[Passage for review]
Start of Block

-
Notifications
You must be signed in to change notification settings - Fork 15
Edit Data Table Then Load
Show how a Cytoscape table can be loaded from a data file that needs editing before loading.
Cytoscape can load table data from a number of file formats, provided that the data file is already formatted for Cytoscape consumption. If this is true, see the Load Data Table From File recipe. If not, Python can easily make such edits, as described below.
The data table must be in a table-oriented format that Pandas' CSV reader can load directly, and it must have a column whose values can be used as a key into the Cytoscape table (i.e., they correspond to values in the Cytoscape table).
Data tables that don't quite match the standard Cytoscape table formats can be loaded into Cytoscape tables anyway.
Because the data table is first loaded by Python and manipulated in the Python memory space, it must be transferred to Cytoscape via API call. This requires both Python memory and wall-clock time to transfer to Cytoscape. Contrast this to Cytoscape directly loading the table file (see Load Data Table From File), which requires no Python memory or transfer time.
Suppose the data is a tab-separated table in Barabasi/supplementary_tablesS2.txt with the column names as the second line of the file, and data in subsequent lines:
Supporting Information Table 2. Network characteristics of diseases.
Disease ID Name Disorder class Size (s) Degree (k)

End of Block

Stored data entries
Start of Block

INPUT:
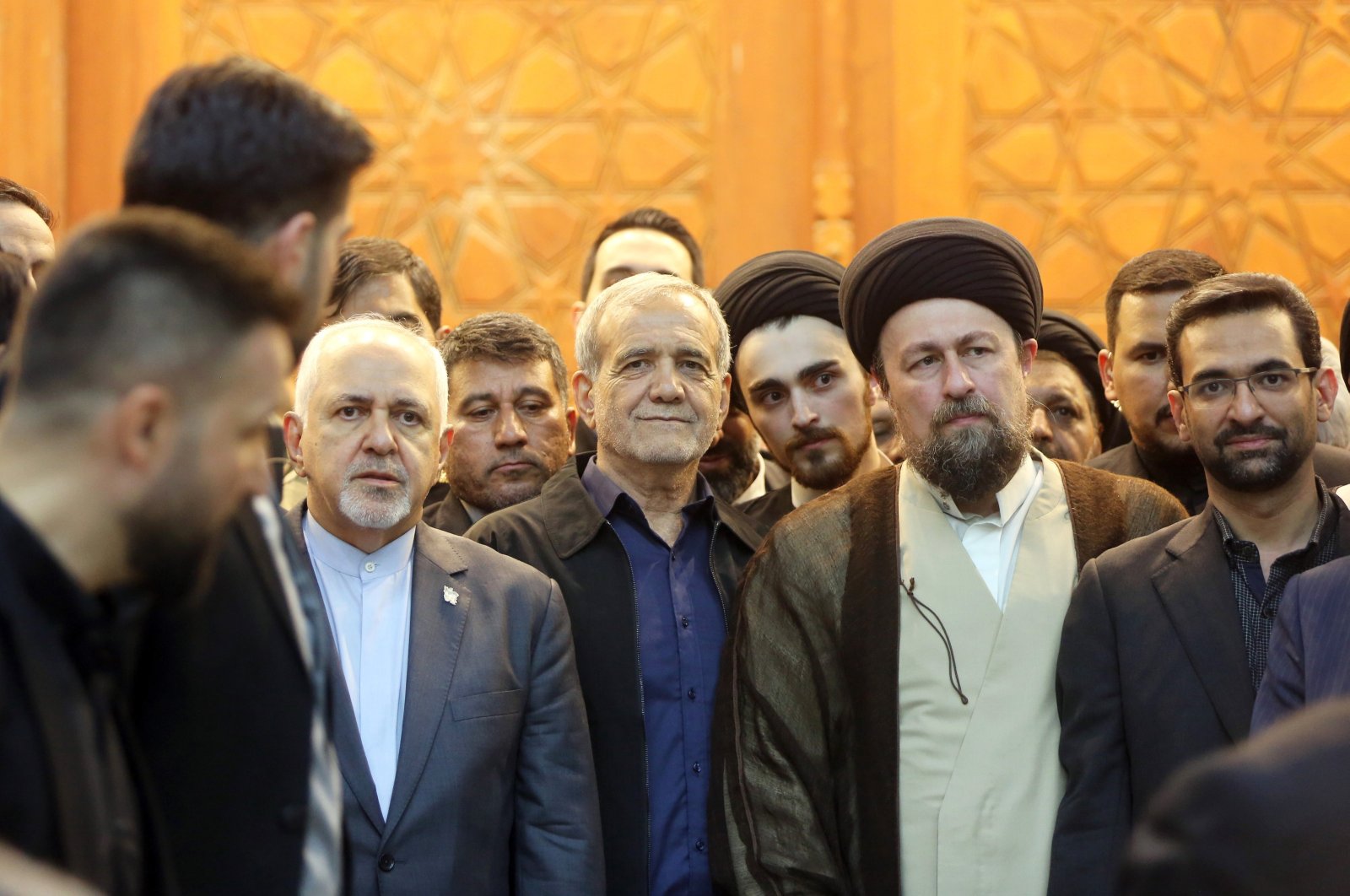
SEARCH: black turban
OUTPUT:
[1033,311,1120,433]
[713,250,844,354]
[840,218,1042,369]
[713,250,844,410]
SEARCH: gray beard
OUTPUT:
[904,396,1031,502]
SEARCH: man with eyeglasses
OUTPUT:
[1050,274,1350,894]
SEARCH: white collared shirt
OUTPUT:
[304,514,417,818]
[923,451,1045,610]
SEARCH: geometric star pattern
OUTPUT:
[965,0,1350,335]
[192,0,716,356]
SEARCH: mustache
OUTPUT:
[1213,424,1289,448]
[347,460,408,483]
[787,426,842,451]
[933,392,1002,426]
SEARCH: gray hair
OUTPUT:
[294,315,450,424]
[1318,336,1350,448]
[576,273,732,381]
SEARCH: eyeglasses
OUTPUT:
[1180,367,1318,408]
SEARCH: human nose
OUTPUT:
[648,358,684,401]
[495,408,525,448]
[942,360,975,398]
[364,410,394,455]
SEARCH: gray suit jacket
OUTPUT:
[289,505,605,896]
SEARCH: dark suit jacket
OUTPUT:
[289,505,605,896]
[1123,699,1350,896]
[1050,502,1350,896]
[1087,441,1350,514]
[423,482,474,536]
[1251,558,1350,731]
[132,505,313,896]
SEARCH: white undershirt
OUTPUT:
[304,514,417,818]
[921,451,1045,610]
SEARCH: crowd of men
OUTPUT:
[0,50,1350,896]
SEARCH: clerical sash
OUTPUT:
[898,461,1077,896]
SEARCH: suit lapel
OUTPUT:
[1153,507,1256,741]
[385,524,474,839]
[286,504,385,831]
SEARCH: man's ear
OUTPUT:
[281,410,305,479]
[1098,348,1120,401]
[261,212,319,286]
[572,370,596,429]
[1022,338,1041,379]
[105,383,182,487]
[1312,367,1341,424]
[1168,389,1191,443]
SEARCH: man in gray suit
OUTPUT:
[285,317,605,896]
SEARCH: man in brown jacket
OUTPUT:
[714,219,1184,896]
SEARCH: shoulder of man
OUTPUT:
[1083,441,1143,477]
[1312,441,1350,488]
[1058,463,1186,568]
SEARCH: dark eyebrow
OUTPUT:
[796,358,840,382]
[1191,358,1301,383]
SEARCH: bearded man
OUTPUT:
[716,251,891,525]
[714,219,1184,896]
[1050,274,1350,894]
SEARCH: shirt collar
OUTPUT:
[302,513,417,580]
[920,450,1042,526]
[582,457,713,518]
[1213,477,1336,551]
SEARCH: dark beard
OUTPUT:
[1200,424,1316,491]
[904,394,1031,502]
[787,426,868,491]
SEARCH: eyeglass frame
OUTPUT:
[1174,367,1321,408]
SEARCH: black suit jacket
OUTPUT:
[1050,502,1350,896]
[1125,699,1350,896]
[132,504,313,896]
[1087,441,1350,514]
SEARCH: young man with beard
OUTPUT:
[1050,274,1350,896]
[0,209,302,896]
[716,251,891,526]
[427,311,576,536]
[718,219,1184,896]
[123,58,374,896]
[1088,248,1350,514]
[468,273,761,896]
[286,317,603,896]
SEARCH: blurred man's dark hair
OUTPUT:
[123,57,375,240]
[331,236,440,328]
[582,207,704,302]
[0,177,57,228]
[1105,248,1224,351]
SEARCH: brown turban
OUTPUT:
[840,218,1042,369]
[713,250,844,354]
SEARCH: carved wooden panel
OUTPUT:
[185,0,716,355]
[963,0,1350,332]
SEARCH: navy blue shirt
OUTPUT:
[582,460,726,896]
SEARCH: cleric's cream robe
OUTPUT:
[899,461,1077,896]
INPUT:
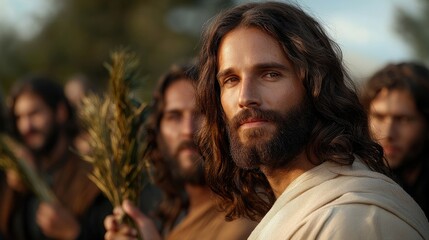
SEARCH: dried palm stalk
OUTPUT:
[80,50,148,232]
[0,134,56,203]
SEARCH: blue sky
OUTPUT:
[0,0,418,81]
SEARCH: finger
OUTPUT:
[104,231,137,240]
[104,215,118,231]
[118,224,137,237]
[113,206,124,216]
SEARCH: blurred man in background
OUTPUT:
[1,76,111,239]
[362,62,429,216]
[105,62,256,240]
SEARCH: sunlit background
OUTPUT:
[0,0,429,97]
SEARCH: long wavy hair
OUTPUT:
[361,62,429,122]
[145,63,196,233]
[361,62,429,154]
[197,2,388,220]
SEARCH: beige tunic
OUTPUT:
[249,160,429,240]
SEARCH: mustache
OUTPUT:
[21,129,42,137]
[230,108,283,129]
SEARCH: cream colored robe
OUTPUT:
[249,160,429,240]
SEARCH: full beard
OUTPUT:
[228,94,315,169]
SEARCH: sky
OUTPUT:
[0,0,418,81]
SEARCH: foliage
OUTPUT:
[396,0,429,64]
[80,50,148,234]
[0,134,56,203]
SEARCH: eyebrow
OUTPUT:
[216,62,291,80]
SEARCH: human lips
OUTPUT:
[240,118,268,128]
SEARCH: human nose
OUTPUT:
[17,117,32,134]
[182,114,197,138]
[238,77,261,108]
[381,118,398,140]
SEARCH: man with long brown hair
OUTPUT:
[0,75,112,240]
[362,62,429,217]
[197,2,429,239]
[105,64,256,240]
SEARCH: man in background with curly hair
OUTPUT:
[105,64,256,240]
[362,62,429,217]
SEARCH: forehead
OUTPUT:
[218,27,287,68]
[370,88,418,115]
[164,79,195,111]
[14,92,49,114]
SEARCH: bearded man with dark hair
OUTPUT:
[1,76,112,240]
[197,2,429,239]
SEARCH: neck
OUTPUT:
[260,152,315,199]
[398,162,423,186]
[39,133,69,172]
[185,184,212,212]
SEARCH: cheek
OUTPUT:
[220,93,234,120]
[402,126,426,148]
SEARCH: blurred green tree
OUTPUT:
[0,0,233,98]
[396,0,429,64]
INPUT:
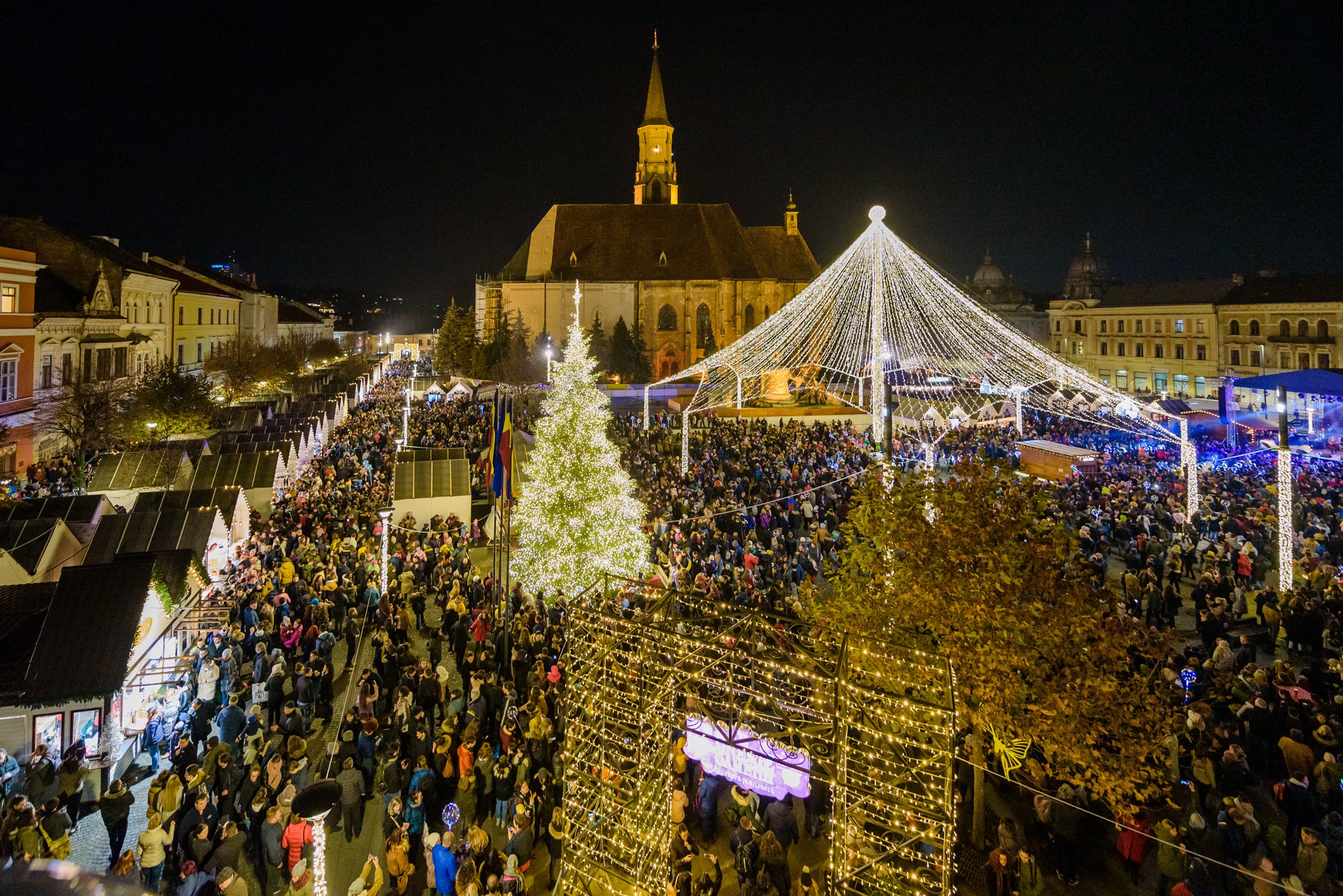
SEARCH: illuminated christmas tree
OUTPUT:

End of Block

[Task requirements]
[a] Reproduce the Cytoscape recipe word for word, beginning at the words "Because the data" and stopping after "characteristics of diseases.".
[b] Please write the next part of the Cytoscape recipe, picking up right after its last line.
The items have no connection to the Cytoscape recipe.

[Numbered answers]
[a]
Because the data table is first loaded by Python and manipulated in the Python memory space, it must be transferred to Cytoscape via API call. This requires both Python memory and wall-clock time to transfer to Cytoscape. Contrast this to Cytoscape directly loading the table file (see Load Data Table From File), which requires no Python memory or transfer time.
Suppose the data is a tab-separated table in Barabasi/supplementary_tablesS2.txt with the column names as the second line of the file, and data in subsequent lines:
Supporting Information Table 2. Network characteristics of diseases.

[b]
1 "17,20-lyase_deficiency" Endocrine 1 0
3 2-methyl-3-hydroxybutyryl-CoA_dehydrogenase_deficiency Metabolic 1 0
...
Suppose, too, that there is a Cytoscape node table into which this table should be merged:
shared name name
1 1
2 2
3 3
Assume that the Cytoscape node table's Name column values correspond to Disease ID column values in the new table. There are three issues that need solving before loading the new table into Cytoscape's node table:
- The first line is meaningless, and should be discarded.
- The new table's Disease ID column appears to be a number, but it will be used as a key to match Name values in the Cytoscape node table. Cytoscape Name values are already of type String.
- The new table's Name column (in the second line) conflicts with the Name column already present in Cytoscape's node table.
The following code achieves all three objectives, and then downloads the table to Cytoscape as a node table:
import pandas as df
disease_table = df.read_csv('Barabasi/supplementary_tablesS2.txt', sep='\t', header=1, dtype={'Disease ID':str})
disease_table.rename({'Name': 'Disease Name'}, axis=1, inplace=True)
disease_table
import py4cytoscape as p4c
p4c.load_table_data(disease_table, data_key_column='Disease ID')
- The
sep='\t'
parameter recognizes the file as tab-separated, and theheader=1
parameter causes the first line (i.e., 0) to be skipped. - The
dtype=
parameter defines Disease ID as a string instead of a number. - The
.rename()
function renames the Name column as Disease Name.
Finally, the 'load_table_data()' function transfers the new disease_table
to Cytoscape, and matches its Disease ID column values with the Cytoscape node table's Name values (per the data_key_column=
parameter). The result is a node table containing the new data values:
shared name name Disease ID Name Disorder class Size (s) Degree (k)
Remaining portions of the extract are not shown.